● **ASSIGNMENT**:
Each of the lines below must be retyped character for character.

● **MATERIAL PROVIDED**:
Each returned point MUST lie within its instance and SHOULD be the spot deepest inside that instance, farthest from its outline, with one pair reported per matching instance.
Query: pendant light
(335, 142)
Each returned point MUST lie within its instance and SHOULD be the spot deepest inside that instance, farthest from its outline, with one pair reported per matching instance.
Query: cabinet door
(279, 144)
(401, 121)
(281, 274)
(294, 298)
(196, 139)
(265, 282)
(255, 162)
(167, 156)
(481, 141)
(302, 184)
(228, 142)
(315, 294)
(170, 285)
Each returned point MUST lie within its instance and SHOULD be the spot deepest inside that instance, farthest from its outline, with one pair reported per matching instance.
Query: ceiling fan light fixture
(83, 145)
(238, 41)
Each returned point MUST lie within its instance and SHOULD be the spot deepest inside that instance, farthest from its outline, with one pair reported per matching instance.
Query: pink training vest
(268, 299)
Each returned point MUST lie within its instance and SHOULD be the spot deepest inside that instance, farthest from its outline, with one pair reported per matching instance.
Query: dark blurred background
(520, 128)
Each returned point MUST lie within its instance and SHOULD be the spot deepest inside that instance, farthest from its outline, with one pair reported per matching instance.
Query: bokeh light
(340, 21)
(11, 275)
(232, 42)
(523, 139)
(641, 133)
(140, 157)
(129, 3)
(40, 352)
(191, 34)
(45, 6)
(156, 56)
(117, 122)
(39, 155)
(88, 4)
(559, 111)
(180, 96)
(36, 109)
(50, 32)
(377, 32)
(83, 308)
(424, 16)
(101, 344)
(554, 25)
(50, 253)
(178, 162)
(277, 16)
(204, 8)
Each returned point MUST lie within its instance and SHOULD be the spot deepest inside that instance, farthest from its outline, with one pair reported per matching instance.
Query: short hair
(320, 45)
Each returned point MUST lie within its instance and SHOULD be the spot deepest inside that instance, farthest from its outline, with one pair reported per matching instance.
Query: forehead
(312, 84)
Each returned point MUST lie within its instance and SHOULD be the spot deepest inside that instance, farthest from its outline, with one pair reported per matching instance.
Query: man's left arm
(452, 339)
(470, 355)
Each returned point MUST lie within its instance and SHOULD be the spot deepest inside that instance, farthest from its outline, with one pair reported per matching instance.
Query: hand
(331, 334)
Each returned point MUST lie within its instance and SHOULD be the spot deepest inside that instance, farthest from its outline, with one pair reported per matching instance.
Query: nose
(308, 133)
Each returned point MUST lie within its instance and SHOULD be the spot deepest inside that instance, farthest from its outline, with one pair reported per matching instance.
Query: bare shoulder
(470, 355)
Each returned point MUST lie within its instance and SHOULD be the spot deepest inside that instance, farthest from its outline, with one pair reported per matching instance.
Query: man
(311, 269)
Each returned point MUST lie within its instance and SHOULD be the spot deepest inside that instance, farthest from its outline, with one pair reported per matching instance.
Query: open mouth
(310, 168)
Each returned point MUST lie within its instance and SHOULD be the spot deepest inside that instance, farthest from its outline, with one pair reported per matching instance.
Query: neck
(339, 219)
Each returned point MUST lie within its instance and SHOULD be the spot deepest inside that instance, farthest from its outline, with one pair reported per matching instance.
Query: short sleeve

● **ANSWER TO THE PROBLEM**:
Each returned point MUST lie within its instance and SHOULD be the spot deepest inside that instance, farthest from its outline, with one pair reported per matching instance.
Query: pendant light
(335, 142)
Each returned point MUST lie within its instance and SHOULD be the spot deepest inside that instance, farthest from its outline, with one pair reported per matching instance.
Query: cabinet door
(279, 144)
(401, 121)
(281, 274)
(294, 298)
(196, 139)
(265, 282)
(255, 162)
(167, 156)
(481, 141)
(302, 184)
(228, 142)
(315, 294)
(170, 285)
Each returned point MUST lie within its instance and SHOULD be the spot deepest inside that instance, farthest from its outline, with one pair reported per matching instance.
Query: ceiling fan light fixture
(83, 145)
(238, 41)
Each returned point MUST lie within its instance and SHOULD be the spot deepest inside that instance, farthest from its outline, with one pair reported per matching instance.
Query: pink training vest
(268, 299)
Each returned point MUST lie within its instance and SHOULD be the spot deepest inside that instance, farthest from its outline, with one pair reported per matching instance.
Query: dark blurred background
(520, 128)
Each returned point MUST lie within its instance and SHOULD be the spot deepest inside that instance, farthest from its outline, with one pair reported per matching instance.
Query: bokeh light
(340, 21)
(11, 275)
(232, 42)
(523, 139)
(641, 133)
(140, 157)
(129, 3)
(40, 352)
(191, 34)
(45, 6)
(156, 56)
(117, 122)
(39, 155)
(88, 4)
(559, 111)
(180, 96)
(36, 109)
(50, 32)
(377, 32)
(83, 308)
(424, 16)
(101, 344)
(554, 25)
(50, 253)
(178, 162)
(277, 16)
(204, 8)
Each returned point MUST lie within its instance and SHOULD be the spot deepest inside that instance, farthest from its outline, with one pair reported per matching instance.
Query: short hair
(320, 45)
Each returned point MUST lie within its instance and SHOULD be the spot deepest inside that instance, farthest from its outline, with one pair reported per matching instance.
Query: forehead
(312, 84)
Each returned point MUST lie within its instance and SHOULD be the spot deepest inside that instance, farthest from its outline, with one pair reported per matching instance.
Query: man's left arm
(452, 339)
(470, 355)
Each returned point MUST lie within its instance and SHOULD be the spot deepest inside that instance, farthest from its outline, with one pair reported per matching instance.
Query: hand
(331, 334)
Each returned point MUST lie within its instance and SHOULD be the spot deepest inside that instance, farthest from its outline, with one pair reported per matching instance.
Query: nose
(308, 133)
Each returned point MUST lie within its instance and SHOULD be the spot deepest inside that instance, farthest from its outline, with one pair reported per matching instance.
Query: bare shoulder
(470, 355)
Each returned point MUST lie within its instance and SHOULD be the spot deepest inside that instance, farthest from its outline, with one pair reported per matching instance.
Query: man
(311, 269)
Each returned point MUST lie within its instance and SHOULD be the spot deepest inside that instance, farthest from its outline, with one pair reported per matching instance.
Query: open mouth
(310, 168)
Each returned point MUST lie within its instance and SHOULD be the spot deepest inside that instance, farthest from its outline, with one pair reported per matching instance.
Query: neck
(339, 219)
Each returned point MUST lie within its instance and SHOULD be the spot deepest inside that instance, farthest from its outline, with one pair reported per matching instance.
Query: short sleeve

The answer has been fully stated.